● Problem statement
Can you gather every line of the items below that contains the string "dark", with case counting?

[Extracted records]
---

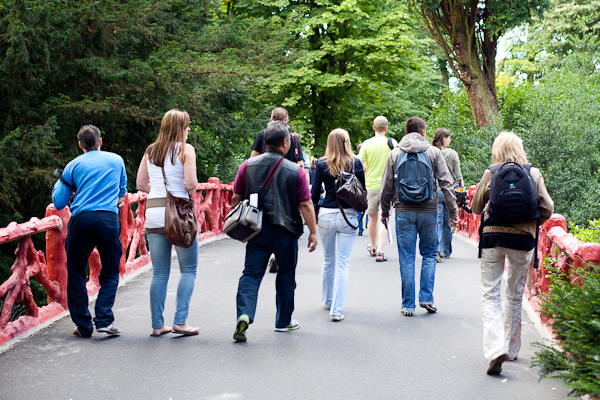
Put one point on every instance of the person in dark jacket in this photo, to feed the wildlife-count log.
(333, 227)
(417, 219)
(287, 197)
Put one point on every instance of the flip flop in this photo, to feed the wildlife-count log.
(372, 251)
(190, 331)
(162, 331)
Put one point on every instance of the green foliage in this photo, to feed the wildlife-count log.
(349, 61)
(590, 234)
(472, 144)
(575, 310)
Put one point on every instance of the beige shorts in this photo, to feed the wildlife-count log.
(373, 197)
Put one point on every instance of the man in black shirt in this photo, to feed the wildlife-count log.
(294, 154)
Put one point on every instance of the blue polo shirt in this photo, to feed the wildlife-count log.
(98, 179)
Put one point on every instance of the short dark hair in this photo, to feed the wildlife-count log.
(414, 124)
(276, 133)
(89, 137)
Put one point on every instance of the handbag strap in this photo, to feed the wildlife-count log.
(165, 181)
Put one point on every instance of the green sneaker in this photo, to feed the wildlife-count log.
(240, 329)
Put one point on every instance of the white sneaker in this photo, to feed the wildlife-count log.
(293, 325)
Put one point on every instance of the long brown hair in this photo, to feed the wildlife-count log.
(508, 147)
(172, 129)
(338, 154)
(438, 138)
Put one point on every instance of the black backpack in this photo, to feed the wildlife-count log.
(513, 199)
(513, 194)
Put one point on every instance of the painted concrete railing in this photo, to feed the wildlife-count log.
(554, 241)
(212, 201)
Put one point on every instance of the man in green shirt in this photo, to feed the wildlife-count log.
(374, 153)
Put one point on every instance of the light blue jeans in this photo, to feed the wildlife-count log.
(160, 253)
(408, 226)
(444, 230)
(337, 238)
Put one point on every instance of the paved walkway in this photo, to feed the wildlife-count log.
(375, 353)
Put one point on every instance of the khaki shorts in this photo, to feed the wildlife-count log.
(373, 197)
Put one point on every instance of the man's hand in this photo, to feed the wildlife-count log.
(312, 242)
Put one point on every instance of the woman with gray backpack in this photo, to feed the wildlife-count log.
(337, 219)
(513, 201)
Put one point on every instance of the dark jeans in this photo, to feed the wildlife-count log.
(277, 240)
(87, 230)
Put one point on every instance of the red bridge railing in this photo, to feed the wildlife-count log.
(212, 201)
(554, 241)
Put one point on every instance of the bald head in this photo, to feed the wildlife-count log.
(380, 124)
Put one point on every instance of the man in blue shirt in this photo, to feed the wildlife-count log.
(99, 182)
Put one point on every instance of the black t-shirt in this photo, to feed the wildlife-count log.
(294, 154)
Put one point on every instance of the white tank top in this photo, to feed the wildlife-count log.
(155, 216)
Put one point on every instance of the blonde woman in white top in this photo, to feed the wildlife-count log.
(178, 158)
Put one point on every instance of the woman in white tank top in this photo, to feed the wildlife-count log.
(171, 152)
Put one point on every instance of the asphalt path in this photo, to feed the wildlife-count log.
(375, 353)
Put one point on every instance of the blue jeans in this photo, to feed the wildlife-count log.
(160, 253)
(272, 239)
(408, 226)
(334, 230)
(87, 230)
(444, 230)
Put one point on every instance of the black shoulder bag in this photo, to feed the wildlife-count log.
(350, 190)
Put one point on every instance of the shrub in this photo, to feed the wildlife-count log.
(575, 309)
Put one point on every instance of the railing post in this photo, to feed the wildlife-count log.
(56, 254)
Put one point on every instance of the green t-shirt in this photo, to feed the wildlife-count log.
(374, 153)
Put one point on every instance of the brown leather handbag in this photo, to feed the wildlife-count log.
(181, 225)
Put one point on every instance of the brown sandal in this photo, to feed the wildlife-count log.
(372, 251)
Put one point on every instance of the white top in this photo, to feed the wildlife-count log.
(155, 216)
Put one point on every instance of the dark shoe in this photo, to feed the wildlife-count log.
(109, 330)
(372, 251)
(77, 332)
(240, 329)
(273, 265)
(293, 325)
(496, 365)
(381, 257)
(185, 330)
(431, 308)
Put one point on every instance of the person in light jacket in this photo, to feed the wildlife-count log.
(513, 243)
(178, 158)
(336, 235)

---

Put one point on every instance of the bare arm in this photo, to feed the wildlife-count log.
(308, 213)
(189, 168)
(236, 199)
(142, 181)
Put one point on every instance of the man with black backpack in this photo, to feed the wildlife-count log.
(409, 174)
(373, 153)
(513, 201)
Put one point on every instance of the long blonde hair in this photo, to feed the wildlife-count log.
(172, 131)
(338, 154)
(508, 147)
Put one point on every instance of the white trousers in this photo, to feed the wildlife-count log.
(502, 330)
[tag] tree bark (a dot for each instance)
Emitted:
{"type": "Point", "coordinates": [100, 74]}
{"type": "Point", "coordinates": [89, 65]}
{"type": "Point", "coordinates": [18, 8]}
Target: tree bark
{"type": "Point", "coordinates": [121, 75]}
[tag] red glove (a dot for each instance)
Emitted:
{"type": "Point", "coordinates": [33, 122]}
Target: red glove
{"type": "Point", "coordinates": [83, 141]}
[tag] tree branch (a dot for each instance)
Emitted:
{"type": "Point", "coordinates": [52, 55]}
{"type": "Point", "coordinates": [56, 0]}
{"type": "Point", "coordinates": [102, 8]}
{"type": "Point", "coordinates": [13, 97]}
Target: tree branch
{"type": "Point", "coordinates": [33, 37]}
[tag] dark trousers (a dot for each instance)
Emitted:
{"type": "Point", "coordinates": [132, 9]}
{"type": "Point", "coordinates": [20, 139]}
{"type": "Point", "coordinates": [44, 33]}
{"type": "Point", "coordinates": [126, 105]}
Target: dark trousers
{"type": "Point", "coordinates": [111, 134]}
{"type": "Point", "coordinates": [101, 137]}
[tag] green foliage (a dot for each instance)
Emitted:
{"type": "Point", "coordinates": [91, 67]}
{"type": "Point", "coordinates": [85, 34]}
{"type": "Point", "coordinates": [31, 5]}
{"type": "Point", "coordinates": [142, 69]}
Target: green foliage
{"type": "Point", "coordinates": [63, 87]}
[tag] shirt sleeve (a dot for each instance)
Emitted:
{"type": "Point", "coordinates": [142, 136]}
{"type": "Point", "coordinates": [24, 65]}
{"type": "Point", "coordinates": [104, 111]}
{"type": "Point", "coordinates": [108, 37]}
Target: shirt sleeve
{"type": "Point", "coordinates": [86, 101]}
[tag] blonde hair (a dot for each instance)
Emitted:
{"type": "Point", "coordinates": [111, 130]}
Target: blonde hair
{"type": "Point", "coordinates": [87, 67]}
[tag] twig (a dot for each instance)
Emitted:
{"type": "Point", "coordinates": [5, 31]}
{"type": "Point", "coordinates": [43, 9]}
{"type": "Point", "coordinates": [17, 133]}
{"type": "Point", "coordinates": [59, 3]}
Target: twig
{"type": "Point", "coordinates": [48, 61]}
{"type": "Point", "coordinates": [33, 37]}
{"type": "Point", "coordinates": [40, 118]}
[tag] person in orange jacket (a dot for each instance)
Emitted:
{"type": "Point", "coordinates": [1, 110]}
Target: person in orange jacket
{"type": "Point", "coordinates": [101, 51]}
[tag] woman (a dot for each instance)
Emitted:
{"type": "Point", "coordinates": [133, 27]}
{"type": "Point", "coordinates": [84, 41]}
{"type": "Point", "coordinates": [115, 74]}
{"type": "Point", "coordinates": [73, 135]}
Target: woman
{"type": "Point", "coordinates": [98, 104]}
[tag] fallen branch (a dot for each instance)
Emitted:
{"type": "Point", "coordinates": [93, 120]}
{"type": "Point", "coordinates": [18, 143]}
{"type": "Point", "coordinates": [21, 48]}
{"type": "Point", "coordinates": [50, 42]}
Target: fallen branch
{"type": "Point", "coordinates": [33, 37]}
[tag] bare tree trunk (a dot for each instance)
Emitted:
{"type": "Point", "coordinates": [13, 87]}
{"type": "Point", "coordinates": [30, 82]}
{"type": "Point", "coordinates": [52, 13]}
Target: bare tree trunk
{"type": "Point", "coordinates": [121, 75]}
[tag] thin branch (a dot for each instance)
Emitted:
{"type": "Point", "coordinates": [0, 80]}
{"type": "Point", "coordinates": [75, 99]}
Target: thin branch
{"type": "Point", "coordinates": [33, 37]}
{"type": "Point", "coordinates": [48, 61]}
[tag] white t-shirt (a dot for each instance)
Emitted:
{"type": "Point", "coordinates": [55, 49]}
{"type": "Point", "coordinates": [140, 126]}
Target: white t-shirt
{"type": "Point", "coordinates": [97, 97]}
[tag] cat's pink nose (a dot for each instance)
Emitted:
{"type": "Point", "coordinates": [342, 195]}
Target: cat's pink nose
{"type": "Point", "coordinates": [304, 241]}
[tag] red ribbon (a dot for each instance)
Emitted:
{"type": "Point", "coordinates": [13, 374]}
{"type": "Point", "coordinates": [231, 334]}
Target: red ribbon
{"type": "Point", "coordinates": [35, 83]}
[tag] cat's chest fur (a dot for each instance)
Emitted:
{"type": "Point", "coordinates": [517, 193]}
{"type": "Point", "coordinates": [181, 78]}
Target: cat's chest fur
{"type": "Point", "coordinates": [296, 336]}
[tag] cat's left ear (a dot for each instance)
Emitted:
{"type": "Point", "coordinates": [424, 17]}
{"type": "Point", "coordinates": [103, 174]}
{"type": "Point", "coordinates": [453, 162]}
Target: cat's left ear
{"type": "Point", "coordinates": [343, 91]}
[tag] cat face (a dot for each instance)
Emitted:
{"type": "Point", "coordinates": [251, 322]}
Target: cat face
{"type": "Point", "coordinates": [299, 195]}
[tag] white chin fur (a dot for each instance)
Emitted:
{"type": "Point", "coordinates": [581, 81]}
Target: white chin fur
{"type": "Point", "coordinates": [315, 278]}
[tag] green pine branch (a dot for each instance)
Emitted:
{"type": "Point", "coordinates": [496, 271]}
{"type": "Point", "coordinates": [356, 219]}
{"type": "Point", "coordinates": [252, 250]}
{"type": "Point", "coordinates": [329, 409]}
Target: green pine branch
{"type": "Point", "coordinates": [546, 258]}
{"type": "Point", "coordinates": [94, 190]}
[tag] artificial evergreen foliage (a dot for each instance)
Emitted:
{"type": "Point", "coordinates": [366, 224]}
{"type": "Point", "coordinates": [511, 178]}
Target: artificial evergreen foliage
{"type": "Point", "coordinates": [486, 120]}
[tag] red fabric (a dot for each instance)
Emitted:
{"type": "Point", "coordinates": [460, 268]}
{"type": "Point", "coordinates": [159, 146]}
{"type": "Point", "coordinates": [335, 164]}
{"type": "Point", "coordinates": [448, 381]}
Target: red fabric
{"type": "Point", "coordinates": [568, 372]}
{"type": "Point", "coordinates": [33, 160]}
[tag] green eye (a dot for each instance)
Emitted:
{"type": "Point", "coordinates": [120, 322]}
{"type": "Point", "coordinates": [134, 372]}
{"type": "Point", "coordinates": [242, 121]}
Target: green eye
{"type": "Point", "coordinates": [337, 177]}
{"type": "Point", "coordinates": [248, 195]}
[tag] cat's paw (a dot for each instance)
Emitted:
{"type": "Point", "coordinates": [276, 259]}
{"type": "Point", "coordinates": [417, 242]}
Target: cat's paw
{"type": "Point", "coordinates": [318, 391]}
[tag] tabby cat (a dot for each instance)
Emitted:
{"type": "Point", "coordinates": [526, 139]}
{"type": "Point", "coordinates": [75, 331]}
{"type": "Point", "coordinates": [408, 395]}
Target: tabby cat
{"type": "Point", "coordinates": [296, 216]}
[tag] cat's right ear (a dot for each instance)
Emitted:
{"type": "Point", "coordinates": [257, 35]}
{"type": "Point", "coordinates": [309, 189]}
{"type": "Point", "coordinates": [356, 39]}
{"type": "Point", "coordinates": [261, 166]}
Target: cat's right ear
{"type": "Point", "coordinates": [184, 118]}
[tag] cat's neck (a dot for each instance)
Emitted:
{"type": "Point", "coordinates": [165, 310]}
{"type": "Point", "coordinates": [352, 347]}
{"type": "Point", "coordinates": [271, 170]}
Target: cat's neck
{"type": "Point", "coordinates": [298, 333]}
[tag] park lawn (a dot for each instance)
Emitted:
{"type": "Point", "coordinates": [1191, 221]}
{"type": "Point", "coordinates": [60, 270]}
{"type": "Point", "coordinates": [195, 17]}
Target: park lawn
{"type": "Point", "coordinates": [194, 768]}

---

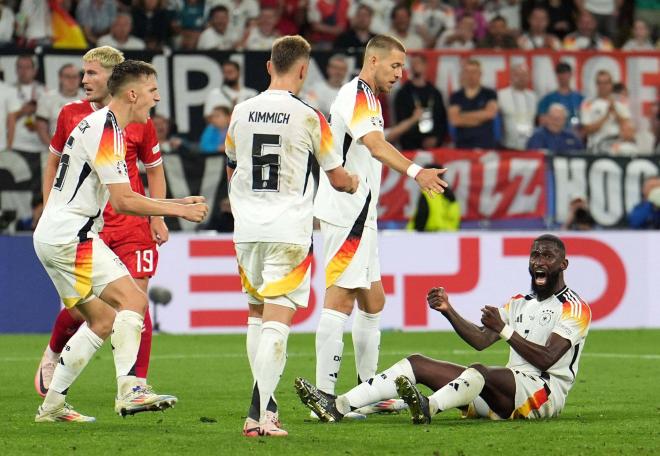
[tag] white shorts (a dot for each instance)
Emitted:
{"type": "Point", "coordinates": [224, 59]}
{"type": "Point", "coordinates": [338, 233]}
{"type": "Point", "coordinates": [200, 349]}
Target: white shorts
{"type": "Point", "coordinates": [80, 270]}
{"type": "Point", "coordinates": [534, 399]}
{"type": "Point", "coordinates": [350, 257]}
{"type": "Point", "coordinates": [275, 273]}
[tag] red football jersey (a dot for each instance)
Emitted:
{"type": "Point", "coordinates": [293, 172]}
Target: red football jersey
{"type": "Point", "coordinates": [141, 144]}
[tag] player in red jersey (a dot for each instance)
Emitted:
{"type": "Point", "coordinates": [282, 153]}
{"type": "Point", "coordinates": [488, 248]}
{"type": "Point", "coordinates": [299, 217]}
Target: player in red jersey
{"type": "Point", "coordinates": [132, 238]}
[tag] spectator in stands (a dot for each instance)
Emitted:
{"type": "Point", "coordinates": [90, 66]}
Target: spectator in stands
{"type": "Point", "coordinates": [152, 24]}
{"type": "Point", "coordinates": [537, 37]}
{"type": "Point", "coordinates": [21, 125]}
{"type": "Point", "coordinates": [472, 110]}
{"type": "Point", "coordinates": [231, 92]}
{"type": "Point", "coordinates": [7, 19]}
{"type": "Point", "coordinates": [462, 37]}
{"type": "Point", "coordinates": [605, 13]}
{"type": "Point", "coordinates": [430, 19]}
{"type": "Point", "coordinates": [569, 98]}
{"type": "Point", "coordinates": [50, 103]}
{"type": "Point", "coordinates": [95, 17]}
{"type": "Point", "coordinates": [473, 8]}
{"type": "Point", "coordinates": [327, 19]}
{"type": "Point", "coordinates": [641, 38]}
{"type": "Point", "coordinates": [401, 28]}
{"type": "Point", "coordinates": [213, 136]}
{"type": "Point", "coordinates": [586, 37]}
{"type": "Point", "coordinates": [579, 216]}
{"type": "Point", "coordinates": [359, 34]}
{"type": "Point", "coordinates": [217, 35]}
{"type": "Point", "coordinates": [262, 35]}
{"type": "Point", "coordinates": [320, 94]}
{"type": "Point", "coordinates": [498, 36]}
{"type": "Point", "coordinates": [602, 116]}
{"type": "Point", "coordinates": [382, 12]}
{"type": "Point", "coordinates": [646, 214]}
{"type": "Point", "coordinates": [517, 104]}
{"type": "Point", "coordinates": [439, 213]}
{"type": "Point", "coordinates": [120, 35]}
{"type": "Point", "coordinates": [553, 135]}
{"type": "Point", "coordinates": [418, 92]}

---

● Reply
Put one point on every instance of the person in dark jacket in this photo, to feed the wildlife-count log.
Put one point on every instance of the short dark hair in this photo, to feed the wildlife-count log.
Put one point on every instance of the dark jeans in this photo, to feed the wildlife-count log.
Put one point on every instance of the dark shoe in this photo, to feed the wildlife-count log.
[tag] dark trousers (a dot for each instance)
Target: dark trousers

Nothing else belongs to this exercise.